• **Selected excerpt**

•••

4. I love bed sheets that have flowers on them, with a fresh meadow-like feel. But then there is a pattern in which they are to be spread - the heads of the flowers must face the headboard of the bed with their stalks looking downwards. After all, that is how we all stand, isn't it?! Reverse the pattern and someone would be up all night wondering about upside down flowers, hanging with all their might from their droopy little heads.

5. Straightening the rugs - I could do this all day and still never get it right. There are always angles and edges from where it looks uneven. The same goes for books and DVDs. May be Sam is right. It isn't the angles but my brains that are uneven and therefore run a huge risk of falling out from my head one fine day.

Of course, living up to my own crazy expectations becomes difficult at times. Sometimes this me flusters me to no end when all the days work boils down to arranging and rearranging objects. Believe me dear friends, how much ever I have tried to be indifferent and trudge on making my way through the already clean and organized apartment, I just can't. There's always some straightening and unruffling to do. Always.

•••

(Entries from a dataset)
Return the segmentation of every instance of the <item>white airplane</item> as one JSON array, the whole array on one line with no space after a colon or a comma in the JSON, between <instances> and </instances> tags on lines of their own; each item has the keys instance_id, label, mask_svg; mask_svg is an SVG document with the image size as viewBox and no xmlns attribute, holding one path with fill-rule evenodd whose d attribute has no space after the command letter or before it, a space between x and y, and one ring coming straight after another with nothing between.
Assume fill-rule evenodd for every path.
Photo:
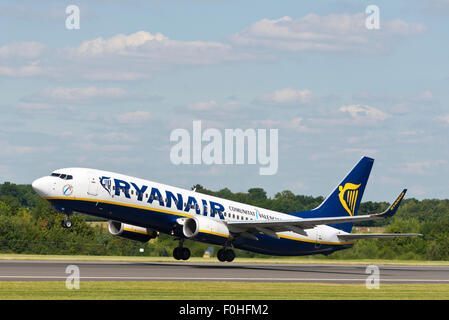
<instances>
[{"instance_id":1,"label":"white airplane","mask_svg":"<svg viewBox=\"0 0 449 320\"><path fill-rule=\"evenodd\" d=\"M175 236L175 259L187 260L185 239L223 246L220 261L233 261L238 248L268 255L330 254L353 246L356 240L419 234L351 233L354 222L393 216L404 189L384 212L356 216L374 160L363 157L317 208L281 213L195 190L180 189L118 173L86 168L56 170L39 178L33 189L67 217L73 212L109 220L114 236L141 242L160 232Z\"/></svg>"}]
</instances>

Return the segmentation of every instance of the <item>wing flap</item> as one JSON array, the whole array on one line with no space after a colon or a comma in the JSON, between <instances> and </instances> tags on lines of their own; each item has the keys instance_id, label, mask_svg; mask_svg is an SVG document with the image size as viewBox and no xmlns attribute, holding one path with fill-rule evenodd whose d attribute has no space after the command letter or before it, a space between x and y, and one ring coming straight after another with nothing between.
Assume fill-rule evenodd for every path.
<instances>
[{"instance_id":1,"label":"wing flap","mask_svg":"<svg viewBox=\"0 0 449 320\"><path fill-rule=\"evenodd\" d=\"M340 240L352 241L376 238L421 237L420 233L350 233L339 235Z\"/></svg>"}]
</instances>

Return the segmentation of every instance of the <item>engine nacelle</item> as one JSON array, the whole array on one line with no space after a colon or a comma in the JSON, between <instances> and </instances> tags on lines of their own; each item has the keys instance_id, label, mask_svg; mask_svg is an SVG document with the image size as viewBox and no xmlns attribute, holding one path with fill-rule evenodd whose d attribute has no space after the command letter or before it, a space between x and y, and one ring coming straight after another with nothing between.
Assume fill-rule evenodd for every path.
<instances>
[{"instance_id":1,"label":"engine nacelle","mask_svg":"<svg viewBox=\"0 0 449 320\"><path fill-rule=\"evenodd\" d=\"M131 224L117 221L109 221L108 230L113 236L139 242L147 242L159 235L159 232L156 230L133 226Z\"/></svg>"},{"instance_id":2,"label":"engine nacelle","mask_svg":"<svg viewBox=\"0 0 449 320\"><path fill-rule=\"evenodd\" d=\"M189 239L206 239L210 236L229 238L229 229L224 222L203 216L185 219L182 233Z\"/></svg>"}]
</instances>

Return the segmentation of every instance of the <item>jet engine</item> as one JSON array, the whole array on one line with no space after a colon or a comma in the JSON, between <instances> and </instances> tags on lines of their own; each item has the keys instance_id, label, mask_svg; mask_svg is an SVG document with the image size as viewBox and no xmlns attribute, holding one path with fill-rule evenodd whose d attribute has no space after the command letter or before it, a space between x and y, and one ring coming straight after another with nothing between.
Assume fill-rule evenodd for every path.
<instances>
[{"instance_id":1,"label":"jet engine","mask_svg":"<svg viewBox=\"0 0 449 320\"><path fill-rule=\"evenodd\" d=\"M109 221L108 230L113 236L139 242L147 242L159 235L159 232L156 230L133 226L131 224L117 221Z\"/></svg>"},{"instance_id":2,"label":"jet engine","mask_svg":"<svg viewBox=\"0 0 449 320\"><path fill-rule=\"evenodd\" d=\"M186 238L203 238L204 236L229 237L229 229L220 220L197 216L184 220L182 232Z\"/></svg>"}]
</instances>

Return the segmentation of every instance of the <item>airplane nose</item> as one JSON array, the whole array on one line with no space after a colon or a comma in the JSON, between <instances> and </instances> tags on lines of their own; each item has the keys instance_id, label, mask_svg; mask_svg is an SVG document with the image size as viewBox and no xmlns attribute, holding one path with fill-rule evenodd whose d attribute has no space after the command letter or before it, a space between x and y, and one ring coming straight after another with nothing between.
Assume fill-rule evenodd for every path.
<instances>
[{"instance_id":1,"label":"airplane nose","mask_svg":"<svg viewBox=\"0 0 449 320\"><path fill-rule=\"evenodd\" d=\"M46 189L48 188L45 178L39 178L34 180L33 183L31 184L31 187L41 197L44 197L46 195Z\"/></svg>"}]
</instances>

•••

• **Required task 1**
Condense the paragraph of the tidiness piece that begins "I love bed sheets" into two or three shorter sentences, keeping its main facts.
• **Required task 2**
Carry the piece about tidiness habits further, picking up after its final paragraph.

• **Response 1**
The writer loves bed sheets printed with flowers for their fresh, meadow-like feel, but insists they be spread with the flower heads toward the headboard and the stalks pointing down, the way people stand. Spread the other way, the upside-down flowers would keep someone up all night.

• **Response 2**
Sunday, August 7, 2011

Lavender craze

After the much loud and unladylike whining in the last couple of posts, I am all elegant and wise again. At least I shall try, despite myself. The deluge of regrets and rants have been tossed to where it belongs - yesterday. Dieu merci!! The catalyst is always a book, or a movie (these days it is mostly French and hence the broken, ungrammatical bits of phrases and expressions!), or a piece of chaste nature. And nature it is - lavender, the enchantress! As an ardent admirer of the tiny yet powerfully magical flowers and that haunting fragrance, lavender means so much more to me - colour, hope, love, and above all tranquility. I have always envied my fellow bloggers who live in the to-die-for scenic English and French countrysides and enjoy nature's bounty to the hilt, where they could have a complete lavender farm to themselves. Why lavender, any other flower for that matter. Sigh! No matter, no matter... With a solitary pot that has been generous enough to burst and bow with purple glory, I have made Provence out of my cozy green patio. Hence soothed and lulled to the very bones, I write this, enwrapped in my purple dreams.

Ooh and yes, there are the dried flowers too. How about a lavender cupcake one of these days?!


The dainty lavender lady fluttering in the wind



Peeping over The Art of Fiction



Afternoon tea with the other patio friends - Miss Gerby (gerbera) and Miss Gery (geranium)



Dried lavender flowers


And, the happy moi. All purged!

Saturday, August 6, 2011

Comments!!!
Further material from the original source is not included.